[Records excerpted from a collection]
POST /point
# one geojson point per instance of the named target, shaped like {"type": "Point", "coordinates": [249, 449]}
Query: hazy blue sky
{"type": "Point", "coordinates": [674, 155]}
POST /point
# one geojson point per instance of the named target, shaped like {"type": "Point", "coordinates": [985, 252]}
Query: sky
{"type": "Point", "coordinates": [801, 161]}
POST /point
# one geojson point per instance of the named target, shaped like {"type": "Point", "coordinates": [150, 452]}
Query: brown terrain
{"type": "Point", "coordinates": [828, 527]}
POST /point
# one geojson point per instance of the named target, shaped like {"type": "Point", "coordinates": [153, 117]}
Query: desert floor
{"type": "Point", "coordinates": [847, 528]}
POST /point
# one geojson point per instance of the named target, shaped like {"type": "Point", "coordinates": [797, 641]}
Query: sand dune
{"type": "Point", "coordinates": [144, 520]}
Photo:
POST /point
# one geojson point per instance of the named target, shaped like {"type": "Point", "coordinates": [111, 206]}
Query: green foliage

*TASK OBJECTIVE*
The records above must be transcribed in full, word for word.

*EXERCISE RESULT*
POST /point
# one geojson point per instance of the named target, shaped like {"type": "Point", "coordinates": [249, 449]}
Query: hazy blue sky
{"type": "Point", "coordinates": [674, 155]}
POST /point
# one geojson point per instance of the named target, shaped like {"type": "Point", "coordinates": [985, 252]}
Query: sky
{"type": "Point", "coordinates": [801, 161]}
POST /point
# one geojson point per instance of the named target, shaped like {"type": "Point", "coordinates": [150, 452]}
Query: brown terrain
{"type": "Point", "coordinates": [828, 527]}
POST /point
# one geojson point per instance of the named target, shaped like {"type": "Point", "coordinates": [153, 117]}
Query: desert floor
{"type": "Point", "coordinates": [847, 528]}
POST /point
# one geojson point per instance of the named target, shaped like {"type": "Point", "coordinates": [797, 641]}
Query: sand dune
{"type": "Point", "coordinates": [144, 520]}
Photo:
POST /point
# one geojson point per instance of the named target, shaped like {"type": "Point", "coordinates": [111, 206]}
Query: green foliage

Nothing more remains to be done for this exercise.